Data for analysis START
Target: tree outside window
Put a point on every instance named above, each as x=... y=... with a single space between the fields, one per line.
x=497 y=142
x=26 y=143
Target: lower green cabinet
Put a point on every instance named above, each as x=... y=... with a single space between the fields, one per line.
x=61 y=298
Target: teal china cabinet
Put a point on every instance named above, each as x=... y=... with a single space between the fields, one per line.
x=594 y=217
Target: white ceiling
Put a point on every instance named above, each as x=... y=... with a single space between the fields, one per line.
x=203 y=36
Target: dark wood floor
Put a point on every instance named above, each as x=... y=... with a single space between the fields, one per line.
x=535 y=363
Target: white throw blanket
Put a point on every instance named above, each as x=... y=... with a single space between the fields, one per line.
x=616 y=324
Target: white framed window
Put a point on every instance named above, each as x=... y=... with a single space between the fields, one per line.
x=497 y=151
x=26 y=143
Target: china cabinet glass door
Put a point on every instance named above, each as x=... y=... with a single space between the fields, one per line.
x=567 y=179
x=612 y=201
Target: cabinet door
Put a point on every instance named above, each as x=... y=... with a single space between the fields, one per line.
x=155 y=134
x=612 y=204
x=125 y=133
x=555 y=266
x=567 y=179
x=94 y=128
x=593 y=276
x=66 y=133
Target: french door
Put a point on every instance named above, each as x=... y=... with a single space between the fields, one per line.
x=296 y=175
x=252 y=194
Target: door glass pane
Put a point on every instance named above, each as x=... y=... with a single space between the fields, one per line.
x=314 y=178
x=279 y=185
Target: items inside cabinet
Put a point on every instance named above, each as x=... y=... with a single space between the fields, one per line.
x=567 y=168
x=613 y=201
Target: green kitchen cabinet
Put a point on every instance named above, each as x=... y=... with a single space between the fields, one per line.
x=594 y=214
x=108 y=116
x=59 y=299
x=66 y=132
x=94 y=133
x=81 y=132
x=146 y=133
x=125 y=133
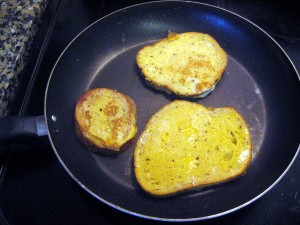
Data for analysis END
=== Task item ===
Your answer should be only the number of lines in the entries above that hold the string "door".

=== Output for this task ===
4